- TASK DIRECTIONS: Please copy out the lines from the one containing "Given an <instance>" through the one containing "box: [311, 142, 338, 162]", word for word, with both of those lines included.

- DATA FOR THE TASK:
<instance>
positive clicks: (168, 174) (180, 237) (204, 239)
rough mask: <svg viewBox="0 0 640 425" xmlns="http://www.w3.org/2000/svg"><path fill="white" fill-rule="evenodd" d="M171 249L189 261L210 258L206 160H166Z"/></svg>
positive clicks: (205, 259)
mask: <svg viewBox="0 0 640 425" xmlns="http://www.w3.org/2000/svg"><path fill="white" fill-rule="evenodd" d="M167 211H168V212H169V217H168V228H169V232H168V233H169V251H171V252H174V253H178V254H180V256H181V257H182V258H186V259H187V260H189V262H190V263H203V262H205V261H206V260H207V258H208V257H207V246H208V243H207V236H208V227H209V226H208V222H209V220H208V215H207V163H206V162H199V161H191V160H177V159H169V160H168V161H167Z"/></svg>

...

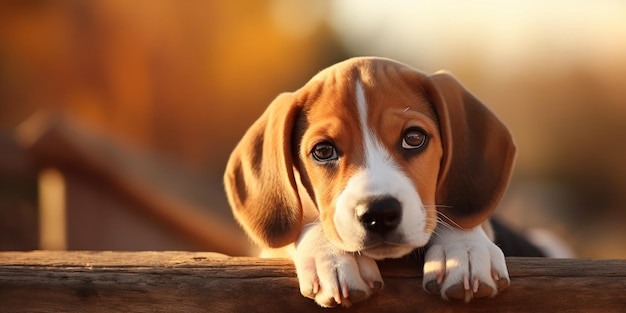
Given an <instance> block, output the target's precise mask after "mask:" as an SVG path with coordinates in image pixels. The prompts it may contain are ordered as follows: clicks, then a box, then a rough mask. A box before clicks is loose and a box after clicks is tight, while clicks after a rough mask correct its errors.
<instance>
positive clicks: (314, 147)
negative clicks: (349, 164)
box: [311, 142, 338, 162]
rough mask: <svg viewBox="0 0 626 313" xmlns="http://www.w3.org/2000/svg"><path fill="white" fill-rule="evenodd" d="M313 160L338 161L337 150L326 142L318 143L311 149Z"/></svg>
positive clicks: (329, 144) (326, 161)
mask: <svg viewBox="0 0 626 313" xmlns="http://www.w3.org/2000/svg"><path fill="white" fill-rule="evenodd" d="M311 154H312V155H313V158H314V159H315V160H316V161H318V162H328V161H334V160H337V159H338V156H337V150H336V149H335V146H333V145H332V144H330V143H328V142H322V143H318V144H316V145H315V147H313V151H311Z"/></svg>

- ANSWER:
Given an <instance> block, output the target's precise mask after "mask:" as an SVG path with coordinates in image pixels. The prompts it may contain are ordered as follows: clicks, then a box, then a rough mask. A box before clicks is loose and a box after clicks is tight, while clicks after a rough mask correct its errors.
<instance>
positive clicks: (314, 147)
negative clicks: (349, 164)
box: [311, 142, 338, 162]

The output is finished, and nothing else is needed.